◆ Your task
Would you quote every entry exactly, dropping only the pictures?

Records from a dataset
+ + +

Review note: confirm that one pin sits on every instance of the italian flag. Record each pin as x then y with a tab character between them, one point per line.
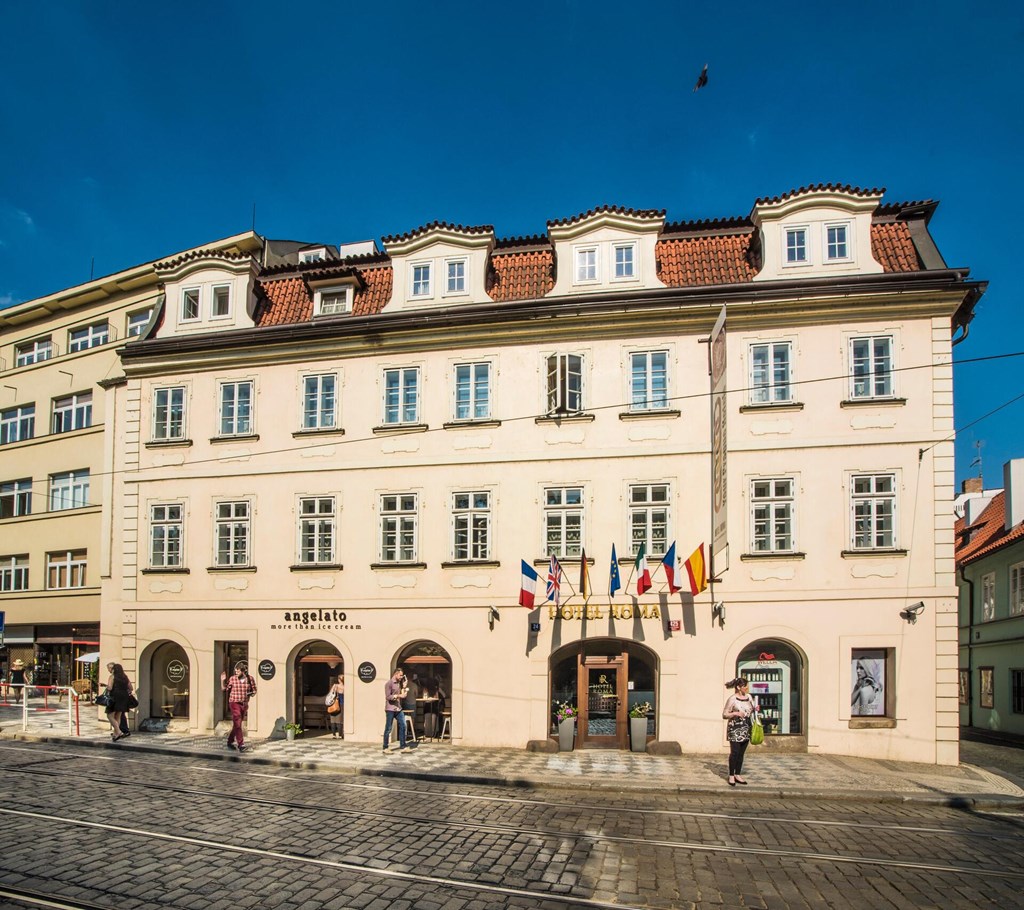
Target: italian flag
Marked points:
643	573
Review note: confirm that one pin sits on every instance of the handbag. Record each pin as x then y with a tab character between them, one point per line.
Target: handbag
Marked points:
757	731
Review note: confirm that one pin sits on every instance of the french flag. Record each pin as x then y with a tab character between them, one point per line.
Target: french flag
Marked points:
527	588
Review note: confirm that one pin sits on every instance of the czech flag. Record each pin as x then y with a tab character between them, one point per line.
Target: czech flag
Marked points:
669	561
527	588
643	573
697	571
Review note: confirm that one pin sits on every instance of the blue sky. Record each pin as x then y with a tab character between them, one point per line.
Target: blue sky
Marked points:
131	131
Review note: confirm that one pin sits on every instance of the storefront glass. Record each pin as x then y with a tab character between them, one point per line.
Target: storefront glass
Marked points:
775	672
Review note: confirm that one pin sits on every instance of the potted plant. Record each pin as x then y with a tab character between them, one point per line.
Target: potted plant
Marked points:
638	726
565	713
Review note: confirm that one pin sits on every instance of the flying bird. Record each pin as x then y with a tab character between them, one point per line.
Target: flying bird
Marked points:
701	79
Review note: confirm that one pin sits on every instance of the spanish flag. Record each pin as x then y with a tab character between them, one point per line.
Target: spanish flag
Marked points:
697	571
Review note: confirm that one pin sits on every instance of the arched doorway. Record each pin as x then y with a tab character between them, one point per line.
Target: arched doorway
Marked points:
603	679
315	664
169	695
428	667
776	672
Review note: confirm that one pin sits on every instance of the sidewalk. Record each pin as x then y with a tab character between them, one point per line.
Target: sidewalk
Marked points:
783	776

+ + +

◆ Reply
Review note: confirm that one pin sits on every instance of the italian flag. Record each pin as x then y with a tab character between them, one point per line.
Target: italian flag
Marked points:
643	573
Review note: confirm that one pin sits on every instance of the handbag. Record each pin as x then y with a tab character between them, one point per line.
Target: handbag
Marked points:
757	731
Review note: confirm that one pin sits on every instance of the french flag. Record each pin as x then y with a tab character between them, one point per line.
Target: french flag
Marked points:
527	588
Review note: confirm that one pin sits on every instance of the czech flag. Record each pin as x then y with a tab character between them, one point per line.
Target: czech flag
Marked points:
669	561
527	588
643	573
697	571
Review note: confirm that one pin sits on every instance of the blue sky. Record each pin as x then y with a tab character between them, one point per line.
Target: blue sky
Marked points:
131	131
Review note: confirm that one pin sits on every instance of the storefront glass. Record each pin as x then y with a tab character between them, one point per line.
Target: storefront glass
Marked points:
775	672
Review note: confirm that one pin sits on every instance of the potted plant. Record each pin as x then y with a tab character between them, one point per line.
Target: potted plant
Marked points:
638	726
565	713
Review note: confirm that one pin sits on every instance of the flying bird. Record each pin as x then y with a tab character between them, one point per line.
Target: flying bird
Marked points:
701	79
Review note: confirm that one pin sits on every instance of the spanish flag. Record each pin as x then y with a tab character between them, one point per line.
Target: spanish flag
Marked points:
697	571
Review note: confirm that one pin sits on every instance of the arched doorway. Record each pin as x then y with a tab character between them, one point per line.
Target: arched doorway
Marked points:
603	679
315	664
169	695
428	667
776	672
Review note: confirm that one pin sits on every instance of the sidewalk. Record each pin as x then y with a tab character between them, one point per line.
Target: sidewalk
Marked points:
783	776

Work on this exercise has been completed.